— Written problem —
Update the rows from the beginning through the line containing "(780, 487), (1032, 576)", inclusive, by replacing "chair armrest" with "seat armrest" and leaving everything else unchanged.

Stored items from a collection:
-----
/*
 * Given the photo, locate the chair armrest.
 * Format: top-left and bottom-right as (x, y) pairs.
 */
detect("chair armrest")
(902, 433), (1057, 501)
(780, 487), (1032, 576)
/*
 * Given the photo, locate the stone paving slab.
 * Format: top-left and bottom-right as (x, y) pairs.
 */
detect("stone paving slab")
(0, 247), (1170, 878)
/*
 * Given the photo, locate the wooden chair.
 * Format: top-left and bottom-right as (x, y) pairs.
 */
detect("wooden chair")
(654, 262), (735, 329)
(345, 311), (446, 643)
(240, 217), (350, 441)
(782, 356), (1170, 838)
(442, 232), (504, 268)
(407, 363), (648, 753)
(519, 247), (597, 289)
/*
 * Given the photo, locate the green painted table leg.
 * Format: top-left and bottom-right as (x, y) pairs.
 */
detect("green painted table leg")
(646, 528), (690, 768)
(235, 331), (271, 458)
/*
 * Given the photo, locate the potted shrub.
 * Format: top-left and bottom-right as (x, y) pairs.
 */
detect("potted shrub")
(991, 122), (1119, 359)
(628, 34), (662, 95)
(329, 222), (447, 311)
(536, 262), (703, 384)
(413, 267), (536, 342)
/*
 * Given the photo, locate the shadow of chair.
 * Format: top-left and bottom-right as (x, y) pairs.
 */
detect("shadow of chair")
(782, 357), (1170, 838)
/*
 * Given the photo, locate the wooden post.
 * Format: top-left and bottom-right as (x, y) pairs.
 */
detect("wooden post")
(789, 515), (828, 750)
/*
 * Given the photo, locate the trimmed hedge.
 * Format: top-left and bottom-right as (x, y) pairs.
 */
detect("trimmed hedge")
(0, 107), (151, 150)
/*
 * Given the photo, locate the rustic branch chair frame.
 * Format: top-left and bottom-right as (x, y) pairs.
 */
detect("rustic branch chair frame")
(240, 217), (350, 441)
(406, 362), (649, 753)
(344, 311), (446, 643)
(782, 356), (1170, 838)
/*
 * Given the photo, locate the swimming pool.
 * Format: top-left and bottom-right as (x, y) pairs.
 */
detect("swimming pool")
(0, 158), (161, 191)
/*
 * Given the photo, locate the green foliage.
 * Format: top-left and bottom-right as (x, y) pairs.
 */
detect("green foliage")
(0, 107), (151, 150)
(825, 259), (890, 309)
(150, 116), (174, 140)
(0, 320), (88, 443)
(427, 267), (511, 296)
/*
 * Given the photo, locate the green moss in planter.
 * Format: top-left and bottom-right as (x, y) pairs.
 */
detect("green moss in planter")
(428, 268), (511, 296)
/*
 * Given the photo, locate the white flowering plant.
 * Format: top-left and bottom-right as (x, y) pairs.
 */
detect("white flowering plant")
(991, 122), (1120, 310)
-----
— Reply —
/*
 * Given the photo, locate the seat armrest.
 * Format: top-left and bottom-right as (x, y) pairs.
 */
detect("seat armrest")
(902, 433), (1057, 501)
(780, 487), (1032, 576)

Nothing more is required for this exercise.